Each line from the one containing "Target: talon" through the last line of the records below is to be repeated as written, with nothing added.

─── Data shown ───

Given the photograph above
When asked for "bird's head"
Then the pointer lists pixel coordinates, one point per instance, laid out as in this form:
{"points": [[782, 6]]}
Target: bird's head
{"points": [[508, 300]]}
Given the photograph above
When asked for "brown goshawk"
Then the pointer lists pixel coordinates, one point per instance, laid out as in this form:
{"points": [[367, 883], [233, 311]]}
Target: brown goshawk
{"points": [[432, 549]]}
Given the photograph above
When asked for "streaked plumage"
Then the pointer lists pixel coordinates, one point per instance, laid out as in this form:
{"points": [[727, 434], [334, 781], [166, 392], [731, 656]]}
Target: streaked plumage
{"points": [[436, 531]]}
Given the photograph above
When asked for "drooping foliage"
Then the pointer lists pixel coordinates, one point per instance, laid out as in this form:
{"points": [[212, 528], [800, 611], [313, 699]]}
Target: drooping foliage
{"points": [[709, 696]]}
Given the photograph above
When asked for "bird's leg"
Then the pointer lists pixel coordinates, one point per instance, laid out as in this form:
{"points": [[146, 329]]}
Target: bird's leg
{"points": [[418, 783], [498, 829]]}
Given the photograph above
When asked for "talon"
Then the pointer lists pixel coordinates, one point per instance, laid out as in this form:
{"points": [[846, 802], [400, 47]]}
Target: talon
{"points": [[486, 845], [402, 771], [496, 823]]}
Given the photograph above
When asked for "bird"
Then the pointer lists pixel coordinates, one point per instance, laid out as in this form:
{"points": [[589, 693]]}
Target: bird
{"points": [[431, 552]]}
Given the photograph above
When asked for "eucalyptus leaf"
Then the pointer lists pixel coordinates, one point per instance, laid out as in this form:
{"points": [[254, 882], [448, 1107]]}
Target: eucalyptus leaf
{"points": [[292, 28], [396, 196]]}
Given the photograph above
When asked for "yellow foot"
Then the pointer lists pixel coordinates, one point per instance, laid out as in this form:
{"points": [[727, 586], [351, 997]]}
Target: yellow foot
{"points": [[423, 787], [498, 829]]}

───

● **Solution to the problem**
Target: talon
{"points": [[486, 845], [402, 771], [496, 823]]}
Given the photograph above
When asked for "bird"
Then the pointer lists pixel coordinates, one point per instance, laid out as in this form:
{"points": [[589, 693]]}
Target: bird
{"points": [[431, 552]]}
Given the photograph above
When asked for "eucalyptus leaf"
Then the pointer lists pixel coordinates, one point per instance, laid out as in this form:
{"points": [[254, 882], [448, 1107]]}
Target: eucalyptus leaf
{"points": [[292, 28], [396, 196]]}
Given the photograph above
When asked for "yellow foot"
Then the pointer lists pixel coordinates, one point per instance, laid out as in this form:
{"points": [[727, 586], [351, 997]]}
Target: yellow foot
{"points": [[423, 787], [498, 829]]}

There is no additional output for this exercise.